(EXERCISE INPUTS)
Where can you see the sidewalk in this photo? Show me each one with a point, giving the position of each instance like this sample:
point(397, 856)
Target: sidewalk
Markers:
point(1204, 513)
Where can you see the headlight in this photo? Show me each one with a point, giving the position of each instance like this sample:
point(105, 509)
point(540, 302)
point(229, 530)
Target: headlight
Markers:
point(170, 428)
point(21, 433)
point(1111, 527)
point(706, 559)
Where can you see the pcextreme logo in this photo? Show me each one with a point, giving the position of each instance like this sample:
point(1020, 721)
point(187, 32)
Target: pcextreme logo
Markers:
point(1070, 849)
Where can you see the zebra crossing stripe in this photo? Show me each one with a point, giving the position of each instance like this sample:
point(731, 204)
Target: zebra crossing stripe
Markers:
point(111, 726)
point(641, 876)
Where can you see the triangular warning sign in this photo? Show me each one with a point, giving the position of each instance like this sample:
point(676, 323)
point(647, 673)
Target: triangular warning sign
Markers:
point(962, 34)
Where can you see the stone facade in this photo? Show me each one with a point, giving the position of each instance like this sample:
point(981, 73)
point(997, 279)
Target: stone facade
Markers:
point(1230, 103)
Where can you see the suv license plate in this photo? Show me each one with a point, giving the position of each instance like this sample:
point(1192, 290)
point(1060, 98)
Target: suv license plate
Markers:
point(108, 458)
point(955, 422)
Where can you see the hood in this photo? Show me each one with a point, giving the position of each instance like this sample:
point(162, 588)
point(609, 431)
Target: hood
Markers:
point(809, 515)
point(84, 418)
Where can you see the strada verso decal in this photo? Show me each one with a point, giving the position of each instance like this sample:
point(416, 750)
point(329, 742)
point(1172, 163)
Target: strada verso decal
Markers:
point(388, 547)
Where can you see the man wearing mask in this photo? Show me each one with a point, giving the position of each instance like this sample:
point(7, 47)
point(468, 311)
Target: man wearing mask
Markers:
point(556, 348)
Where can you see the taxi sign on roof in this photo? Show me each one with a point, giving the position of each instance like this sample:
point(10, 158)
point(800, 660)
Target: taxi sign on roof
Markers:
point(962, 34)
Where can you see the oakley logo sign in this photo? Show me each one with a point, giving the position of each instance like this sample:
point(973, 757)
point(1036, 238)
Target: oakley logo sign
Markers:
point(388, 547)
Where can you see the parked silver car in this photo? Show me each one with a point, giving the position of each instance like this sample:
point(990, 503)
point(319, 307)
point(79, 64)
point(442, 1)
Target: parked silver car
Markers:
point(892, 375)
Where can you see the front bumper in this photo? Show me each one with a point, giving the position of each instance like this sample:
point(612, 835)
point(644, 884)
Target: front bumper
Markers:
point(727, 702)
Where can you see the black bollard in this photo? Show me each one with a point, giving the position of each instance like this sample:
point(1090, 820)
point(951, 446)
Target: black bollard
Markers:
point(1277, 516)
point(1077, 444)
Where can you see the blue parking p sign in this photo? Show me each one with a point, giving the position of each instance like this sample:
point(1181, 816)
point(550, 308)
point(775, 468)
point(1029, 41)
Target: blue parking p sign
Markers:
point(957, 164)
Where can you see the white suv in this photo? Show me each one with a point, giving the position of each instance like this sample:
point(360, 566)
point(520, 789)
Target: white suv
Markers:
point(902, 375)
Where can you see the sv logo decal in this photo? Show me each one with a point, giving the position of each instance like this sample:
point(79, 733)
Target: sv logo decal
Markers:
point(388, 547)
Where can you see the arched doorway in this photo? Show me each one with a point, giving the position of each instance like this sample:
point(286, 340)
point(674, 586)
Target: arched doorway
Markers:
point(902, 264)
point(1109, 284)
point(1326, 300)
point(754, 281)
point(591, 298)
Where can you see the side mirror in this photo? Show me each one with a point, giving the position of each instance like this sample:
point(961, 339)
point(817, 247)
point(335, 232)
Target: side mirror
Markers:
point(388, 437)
(End EXERCISE INPUTS)
WORK ORDER
Using the listing above, list every line in which the string "doorway" occurs.

EXERCISE OUTPUT
Where can you see the arched doorway in this photo? Show me each one with a point, giving the position of each instance like this sample:
Target: arched doorway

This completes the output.